── FRAGMENTO DEL TEXTO ──

Que gracias al esfuerzo sistemático de los partidos políticos y las organizaciones de defensa de los derechos humanos, los medios, la prédica sistemática y la acción de dirigentes jóvenes y entusiastas han desbordado los cauces de nuestras clases medias y comienzan a encarnarse en nuestros sectores populares y más desvalidos. Víctimas principales de las taras del régimen, carne de cañón de la guerra solapada que se libra en nuestras barriadas y objeto permanente de manipulación por el fascismo gobernante. Son las fuerzas de que deberá servirse la revolución democrática para superar la pobreza y sus lacras colaterales.
No se trata de reconquistar la lealtad de las fuerzas armadas hacia un proyecto civilizador. Se trata de convertirlas en parte protagónica de dicho proyecto de modo que comprendan el rol absolutamente nefasto a que han servido soldándose a un proyecto que traiciona sus más profundos compromisos patrióticos. Que traiciona a la patria. Que pone en peligro la sobrevivencia misma de la república y con ello de las propias fuerzas armadas. Se trata de extirpar de cuajo las raíces del mal asentado en nuestra sociedad: el brutal militarismo, excluyente y elitesco, bárbaro y autosuficiente de que han hecho gala sus altos mandos en estos once años, ahora desbordados por el virtual saqueo a la Nación que protagonizan de manera descarada e inescrupulosa ante el privilegio que les concede uno de los suyos a cambio de lealtad y silencio. Un privilegio que no tiene once años, que fuera acordado a la caída del perezjimenismo por las fuerzas democráticas entonces dominantes, siempre pendientes de la espada de Damocles del golpismo cocinado en los cuarteles, y que ha lastrado de manera inclemente el desarrollo del republicanismo liberal en Venezuela. Pero que ha echado por la borda toda discreción, toda subordinación al poder civil, para revelársenos en toda su brutalidad de la mano del teniente coronel y los coroneles que usurpan el poder.

───

* [COMPLETA LO SIGUIENTE]
1. Di si cada frase está de acuerdo con el fragmento sobre el militarismo en Venezuela. Responde sí o no y copia las palabras del fragmento que lo deciden. (a) El privilegio de los altos mandos empezó hace once años. (b) Se busca que las fuerzas armadas tengan un papel protagónico en el proyecto. (c) Las ideas se han quedado solo en las clases medias.
2. Prolonga el fragmento sobre el militarismo en Venezuela con un párrafo más que siga a partir de su última oración.
Las líneas no tienen nada que ver con esto.

── INFORMACIÓN EXTRAÍDA ──

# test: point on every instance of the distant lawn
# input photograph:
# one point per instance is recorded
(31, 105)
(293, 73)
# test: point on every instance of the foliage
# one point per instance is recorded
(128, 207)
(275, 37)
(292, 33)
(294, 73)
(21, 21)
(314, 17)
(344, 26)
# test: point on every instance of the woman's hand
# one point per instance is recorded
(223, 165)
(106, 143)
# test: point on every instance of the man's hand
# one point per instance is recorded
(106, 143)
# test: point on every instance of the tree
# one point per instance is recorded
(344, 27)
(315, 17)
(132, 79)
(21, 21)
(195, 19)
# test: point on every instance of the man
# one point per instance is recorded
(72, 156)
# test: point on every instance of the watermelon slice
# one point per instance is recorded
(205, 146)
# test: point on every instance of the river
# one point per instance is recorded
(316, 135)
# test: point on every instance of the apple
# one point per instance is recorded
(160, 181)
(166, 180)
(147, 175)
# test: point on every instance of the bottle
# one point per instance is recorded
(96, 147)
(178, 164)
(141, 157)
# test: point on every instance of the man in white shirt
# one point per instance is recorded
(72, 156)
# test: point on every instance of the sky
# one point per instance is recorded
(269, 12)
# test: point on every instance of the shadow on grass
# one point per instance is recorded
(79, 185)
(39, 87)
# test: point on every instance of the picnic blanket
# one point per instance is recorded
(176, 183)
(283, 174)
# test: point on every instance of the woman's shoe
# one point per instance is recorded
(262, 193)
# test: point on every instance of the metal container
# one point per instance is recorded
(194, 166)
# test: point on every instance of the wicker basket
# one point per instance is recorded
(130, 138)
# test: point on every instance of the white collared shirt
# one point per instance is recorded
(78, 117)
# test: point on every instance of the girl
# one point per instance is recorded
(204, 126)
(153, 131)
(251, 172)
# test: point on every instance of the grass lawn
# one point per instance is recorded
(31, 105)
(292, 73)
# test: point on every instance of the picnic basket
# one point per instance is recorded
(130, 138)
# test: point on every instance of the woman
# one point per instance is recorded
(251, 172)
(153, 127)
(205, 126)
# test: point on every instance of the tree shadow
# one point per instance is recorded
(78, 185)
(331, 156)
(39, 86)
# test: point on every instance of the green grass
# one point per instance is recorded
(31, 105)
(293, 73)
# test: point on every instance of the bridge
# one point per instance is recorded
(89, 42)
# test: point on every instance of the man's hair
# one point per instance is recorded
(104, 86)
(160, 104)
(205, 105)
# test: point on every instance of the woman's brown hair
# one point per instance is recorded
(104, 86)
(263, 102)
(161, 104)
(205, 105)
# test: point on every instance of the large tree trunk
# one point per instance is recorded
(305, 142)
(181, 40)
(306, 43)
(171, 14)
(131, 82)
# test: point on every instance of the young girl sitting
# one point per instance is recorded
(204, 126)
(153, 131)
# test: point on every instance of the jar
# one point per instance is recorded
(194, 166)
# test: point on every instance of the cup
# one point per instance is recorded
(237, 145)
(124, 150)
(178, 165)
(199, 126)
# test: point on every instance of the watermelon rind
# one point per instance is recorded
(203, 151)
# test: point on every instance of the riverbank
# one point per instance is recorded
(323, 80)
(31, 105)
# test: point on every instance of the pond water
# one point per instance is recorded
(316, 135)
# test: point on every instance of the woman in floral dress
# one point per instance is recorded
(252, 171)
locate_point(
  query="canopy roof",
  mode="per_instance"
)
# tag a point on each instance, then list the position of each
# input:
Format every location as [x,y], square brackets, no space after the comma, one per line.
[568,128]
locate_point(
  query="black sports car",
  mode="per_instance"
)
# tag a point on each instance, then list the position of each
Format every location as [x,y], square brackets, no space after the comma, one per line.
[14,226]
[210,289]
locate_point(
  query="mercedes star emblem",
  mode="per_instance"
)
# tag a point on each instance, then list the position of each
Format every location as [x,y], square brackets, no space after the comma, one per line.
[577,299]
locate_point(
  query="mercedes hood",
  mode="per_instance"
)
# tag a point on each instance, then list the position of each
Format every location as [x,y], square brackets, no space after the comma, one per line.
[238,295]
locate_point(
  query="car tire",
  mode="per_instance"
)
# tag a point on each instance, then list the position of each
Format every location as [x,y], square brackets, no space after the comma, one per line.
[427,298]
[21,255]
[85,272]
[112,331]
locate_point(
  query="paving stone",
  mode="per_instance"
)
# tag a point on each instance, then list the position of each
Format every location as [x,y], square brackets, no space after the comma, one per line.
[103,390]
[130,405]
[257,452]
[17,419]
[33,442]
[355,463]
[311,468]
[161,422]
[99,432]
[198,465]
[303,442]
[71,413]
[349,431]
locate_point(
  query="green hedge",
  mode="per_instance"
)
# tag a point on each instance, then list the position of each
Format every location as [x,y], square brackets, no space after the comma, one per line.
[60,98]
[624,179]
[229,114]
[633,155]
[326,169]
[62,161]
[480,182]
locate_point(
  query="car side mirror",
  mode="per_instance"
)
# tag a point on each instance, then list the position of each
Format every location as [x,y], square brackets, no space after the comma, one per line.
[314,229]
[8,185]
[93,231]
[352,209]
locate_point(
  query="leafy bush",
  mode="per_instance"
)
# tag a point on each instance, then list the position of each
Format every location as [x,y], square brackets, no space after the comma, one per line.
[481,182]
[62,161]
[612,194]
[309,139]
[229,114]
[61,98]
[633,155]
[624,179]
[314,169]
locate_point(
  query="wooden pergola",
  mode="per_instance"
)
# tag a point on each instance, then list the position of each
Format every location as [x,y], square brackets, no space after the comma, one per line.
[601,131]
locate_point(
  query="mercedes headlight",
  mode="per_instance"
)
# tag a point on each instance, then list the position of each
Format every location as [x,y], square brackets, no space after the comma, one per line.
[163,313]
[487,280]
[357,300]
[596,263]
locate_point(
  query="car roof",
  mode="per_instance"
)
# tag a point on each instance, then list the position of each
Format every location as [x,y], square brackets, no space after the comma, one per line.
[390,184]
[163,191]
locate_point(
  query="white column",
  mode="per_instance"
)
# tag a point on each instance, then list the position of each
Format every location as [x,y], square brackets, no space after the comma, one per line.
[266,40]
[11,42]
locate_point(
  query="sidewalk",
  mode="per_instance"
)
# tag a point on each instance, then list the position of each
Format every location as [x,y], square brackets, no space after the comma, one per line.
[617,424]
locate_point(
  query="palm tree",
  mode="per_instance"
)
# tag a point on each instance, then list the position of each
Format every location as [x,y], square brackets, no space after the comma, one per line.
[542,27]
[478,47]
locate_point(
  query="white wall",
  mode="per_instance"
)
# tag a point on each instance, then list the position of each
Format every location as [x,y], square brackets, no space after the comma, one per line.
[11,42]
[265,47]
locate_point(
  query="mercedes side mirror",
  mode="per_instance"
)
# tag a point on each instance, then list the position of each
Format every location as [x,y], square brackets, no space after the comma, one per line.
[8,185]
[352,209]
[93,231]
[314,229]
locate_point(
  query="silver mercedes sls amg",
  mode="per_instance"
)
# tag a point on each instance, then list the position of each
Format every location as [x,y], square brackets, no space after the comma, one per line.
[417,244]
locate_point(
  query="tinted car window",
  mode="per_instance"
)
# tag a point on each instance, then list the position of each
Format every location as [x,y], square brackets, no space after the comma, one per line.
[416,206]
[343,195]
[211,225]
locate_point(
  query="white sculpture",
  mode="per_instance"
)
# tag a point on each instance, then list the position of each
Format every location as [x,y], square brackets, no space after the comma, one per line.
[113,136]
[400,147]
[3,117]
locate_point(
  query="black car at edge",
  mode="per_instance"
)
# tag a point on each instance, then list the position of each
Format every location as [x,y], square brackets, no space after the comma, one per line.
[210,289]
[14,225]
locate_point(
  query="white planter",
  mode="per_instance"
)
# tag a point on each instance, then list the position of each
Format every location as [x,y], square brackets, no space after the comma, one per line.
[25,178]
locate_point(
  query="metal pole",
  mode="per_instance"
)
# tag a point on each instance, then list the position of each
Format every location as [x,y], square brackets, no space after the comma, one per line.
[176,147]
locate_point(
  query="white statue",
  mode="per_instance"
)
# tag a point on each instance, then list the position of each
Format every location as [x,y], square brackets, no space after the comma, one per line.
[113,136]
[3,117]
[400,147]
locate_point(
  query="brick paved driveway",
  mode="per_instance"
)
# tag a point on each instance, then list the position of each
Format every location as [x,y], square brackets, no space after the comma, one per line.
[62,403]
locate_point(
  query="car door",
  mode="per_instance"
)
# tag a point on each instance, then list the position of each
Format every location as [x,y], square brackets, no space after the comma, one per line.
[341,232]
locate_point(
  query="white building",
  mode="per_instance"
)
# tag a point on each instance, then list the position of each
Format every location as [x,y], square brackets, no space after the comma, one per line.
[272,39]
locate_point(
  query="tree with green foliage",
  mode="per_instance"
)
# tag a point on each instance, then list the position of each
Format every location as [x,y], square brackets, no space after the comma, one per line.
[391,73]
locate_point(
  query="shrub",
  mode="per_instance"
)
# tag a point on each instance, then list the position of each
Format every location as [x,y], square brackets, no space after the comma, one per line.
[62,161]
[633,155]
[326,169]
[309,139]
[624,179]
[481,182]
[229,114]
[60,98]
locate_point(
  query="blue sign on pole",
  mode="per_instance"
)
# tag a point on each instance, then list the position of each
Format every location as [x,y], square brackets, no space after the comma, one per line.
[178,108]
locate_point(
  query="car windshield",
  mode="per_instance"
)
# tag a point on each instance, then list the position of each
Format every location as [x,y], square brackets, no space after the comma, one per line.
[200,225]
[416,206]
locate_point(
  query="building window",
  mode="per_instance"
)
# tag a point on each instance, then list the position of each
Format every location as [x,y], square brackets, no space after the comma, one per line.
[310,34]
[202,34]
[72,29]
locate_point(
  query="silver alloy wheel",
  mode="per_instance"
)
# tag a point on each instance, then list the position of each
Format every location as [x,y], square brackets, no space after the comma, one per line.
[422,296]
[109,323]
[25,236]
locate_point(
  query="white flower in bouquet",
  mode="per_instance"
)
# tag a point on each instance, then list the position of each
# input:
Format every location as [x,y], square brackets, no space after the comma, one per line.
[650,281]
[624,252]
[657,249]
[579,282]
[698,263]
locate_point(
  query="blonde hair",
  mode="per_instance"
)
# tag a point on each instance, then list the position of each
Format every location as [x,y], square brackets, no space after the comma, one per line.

───

* [RESPUESTAS DEL EJERCICIO]
1.
(a) No: «Un privilegio que no tiene once años, que fuera acordado a la caída del perezjimenismo por las fuerzas democráticas entonces dominantes».
(b) Sí: «Se trata de convertirlas en parte protagónica de dicho proyecto».
(c) No: «han desbordado los cauces de nuestras clases medias y comienzan a encarnarse en nuestros sectores populares y más desvalidos».

2.
Mención especial merecen los sectores civiles que se han prestado a la alcahuetería dictatorial de los coroneles. Que la mujer venezolana haya sido usada de instrumento del oprobio, recibiendo el mandato de administrar las principales instituciones del país y ponerlas al abyecto servicio del teniente coronel, deja una mácula de ignominia y vergüenza adicional sobre un país en que la mujer ha sido la principal víctima de un proyecto profundamente violatorio de la integridad personal. Nombrarlas ensucia la transparencia que
buscamos y pretendemos. Mencionarlas indirectamente, refuerza la memoria de la dignidad que merecen nuestras mujeres, principales protagonistas de la liberación que aguarda por nosotros.